■ Your goal ■
Could you turn every line of the records below into a numbered list, leaving out any blank lines?
** Begin Exercise inputs **
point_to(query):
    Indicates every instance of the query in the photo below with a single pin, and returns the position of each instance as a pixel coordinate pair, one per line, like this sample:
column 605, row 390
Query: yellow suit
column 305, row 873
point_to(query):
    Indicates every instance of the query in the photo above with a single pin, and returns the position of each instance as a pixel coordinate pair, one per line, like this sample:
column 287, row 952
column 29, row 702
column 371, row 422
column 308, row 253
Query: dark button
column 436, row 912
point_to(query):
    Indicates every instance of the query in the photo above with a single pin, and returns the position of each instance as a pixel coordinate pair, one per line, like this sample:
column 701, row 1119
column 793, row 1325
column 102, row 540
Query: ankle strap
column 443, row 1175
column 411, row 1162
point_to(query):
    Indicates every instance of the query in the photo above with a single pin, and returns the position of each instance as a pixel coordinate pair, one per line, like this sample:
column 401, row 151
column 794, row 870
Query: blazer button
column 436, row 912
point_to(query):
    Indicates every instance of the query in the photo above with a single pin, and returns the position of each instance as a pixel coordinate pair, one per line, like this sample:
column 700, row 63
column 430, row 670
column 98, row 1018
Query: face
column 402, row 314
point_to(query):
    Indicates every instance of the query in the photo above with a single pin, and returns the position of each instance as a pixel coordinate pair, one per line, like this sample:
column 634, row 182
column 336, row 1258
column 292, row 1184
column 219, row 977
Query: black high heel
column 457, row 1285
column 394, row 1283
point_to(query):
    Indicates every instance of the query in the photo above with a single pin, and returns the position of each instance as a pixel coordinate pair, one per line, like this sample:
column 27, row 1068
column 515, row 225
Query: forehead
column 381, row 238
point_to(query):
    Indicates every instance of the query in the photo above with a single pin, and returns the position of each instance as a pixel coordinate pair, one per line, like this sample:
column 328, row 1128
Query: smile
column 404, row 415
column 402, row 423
** End Exercise inputs **
■ Answer in full ■
1. point_to(query):
2.     Indicates every instance of the query in the photo below with a single pin, and returns the position of each instance as a pixel coordinate pair, one per line, like this sample:
3. column 605, row 390
4. Query: yellow suit
5. column 305, row 873
6. point_to(query):
7.     Indicates every instance of the query in the photo above with a single pin, and returns the position of each instance as a pixel coordinate pair, one per line, like this sample:
8. column 287, row 952
9. column 29, row 702
10. column 371, row 422
11. column 308, row 253
12. Query: dark button
13. column 436, row 912
14. point_to(query):
15.     Indicates every instance of the query in the photo above with a single pin, and returns the position of each instance as a pixel coordinate pair, one per line, like this sample:
16. column 701, row 1119
17. column 793, row 1325
18. column 102, row 540
19. Query: ankle strap
20. column 443, row 1175
21. column 411, row 1162
22. point_to(query):
23.     Indicates every instance of the query in the photo above with a single pin, and returns the position of each instance as a pixel coordinate pair, one per line, like this sample:
24. column 401, row 151
25. column 794, row 870
26. Query: blazer button
27. column 436, row 912
28. point_to(query):
29.     Indicates every instance of the query in the photo above with a single pin, and returns the position of each instance as a pixel coordinate pair, one per line, like this sample:
30. column 700, row 63
31. column 430, row 670
32. column 98, row 1018
33. Query: face
34. column 402, row 314
35. point_to(query):
36.     Indicates every instance of the query in the photo above with a single pin, and returns the position of each instance as a pixel coordinate pair, one per line, like this sample:
37. column 634, row 182
38. column 336, row 1258
39. column 292, row 1184
40. column 219, row 977
41. Query: black high heel
42. column 457, row 1285
43. column 394, row 1283
44. point_to(query):
45.     Indicates every instance of the query in the photo above with a single pin, and returns the position of each instance as a pixel coordinate pair, one per line, like this sample:
46. column 27, row 1068
47. column 515, row 225
48. Query: forehead
49. column 381, row 238
50. point_to(query):
51.     Indicates every instance of the query in the photo above with a single pin, and returns the position of each instance as a pixel coordinate pair, one per line, like this sample:
52. column 328, row 1128
53. Query: smile
54. column 404, row 415
55. column 402, row 423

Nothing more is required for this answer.